- TAREAS:
a) Según el texto sobre las vanguardias hispanoamericanas, ¿en qué revista difundió inicialmente Alfonso Reyes La inteligencia americana?
b) Cita literalmente el pasaje del texto sobre las vanguardias hispanoamericanas que empieza en "Información de la" y termina en "año de 1933.".
c) Enumera todas las personas mencionadas por su nombre en el texto sobre las vanguardias hispanoamericanas.

- TEXTO MOSTRADO:
◇ ◇ ◇ ◇ ◇

Departamento de Humanidades UAM-AZC

Tema y Variaciones de Literatura 52.- Altazor y las vanguardias hispanoamericanas.

Información de la Publicación

  Publicación : Tema y Variaciones de Literatura
  Presentación : Carlos Gómez Carro
Enrique López Aguilar
  Titulo : 52.- Altazor y las vanguardias hispanoamericanas.

Número completo

 Resumen Presentación Dossier

El tema de las vanguardias en Hispanoamérica está íntimamente relacionado con el tema de la modernidad. Una modernidad de “papel maché”, como aseguraría Carlos Fuentes en su momento, pues es una modernidad que no terminaba por aclimatarse a nuestra cultura e historia, a la que siempre habríamos llegado tarde. A destiempo de los grandes momentos de la cultura universal, como reflexionara Alfonso Reyes en La inteligencia americana, texto que difundiera, inicialmente, desde la cosmopolita revista Sur, de Buenos Aires, en el ya lejano año de 1933.
Se constituía con ello una paradoja de difícil resolución: mientras que, para el mundo europeo, las vanguardias se postulaban como una mirada hacia el futuro, como una avanzada de lo que habría de ser del arte; en nuestro subcontinente, las vanguardias querían, especialmente, realizar una especie de actualización de sus procedimientos y artificios, respecto del canon artístico universal, especialmente en lo relativo a su literatura.

◇ ◇ ◇ ◇ ◇

- ENTRADAS DE DATOS:
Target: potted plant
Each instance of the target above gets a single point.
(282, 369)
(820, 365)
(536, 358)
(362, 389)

◇ ◇ ◇ ◇ ◇

- SOLUCIONES DE EJERCICIOS:
a) En la revista Sur, de Buenos Aires.

b)
Información de la Publicación

  Publicación : Tema y Variaciones de Literatura
  Presentación : Carlos Gómez Carro
Enrique López Aguilar
  Titulo : 52.- Altazor y las vanguardias hispanoamericanas.

Número completo

 Resumen Presentación Dossier

El tema de las vanguardias en Hispanoamérica está íntimamente relacionado con el tema de la modernidad. Una modernidad de “papel maché”, como aseguraría Carlos Fuentes en su momento, pues es una modernidad que no terminaba por aclimatarse a nuestra cultura e historia, a la que siempre habríamos llegado tarde. A destiempo de los grandes momentos de la cultura universal, como reflexionara Alfonso Reyes en La inteligencia americana, texto que difundiera, inicialmente, desde la cosmopolita revista Sur, de Buenos Aires, en el ya lejano año de 1933.

c) Carlos Gómez Carro, Enrique López Aguilar, Carlos Fuentes y Alfonso Reyes.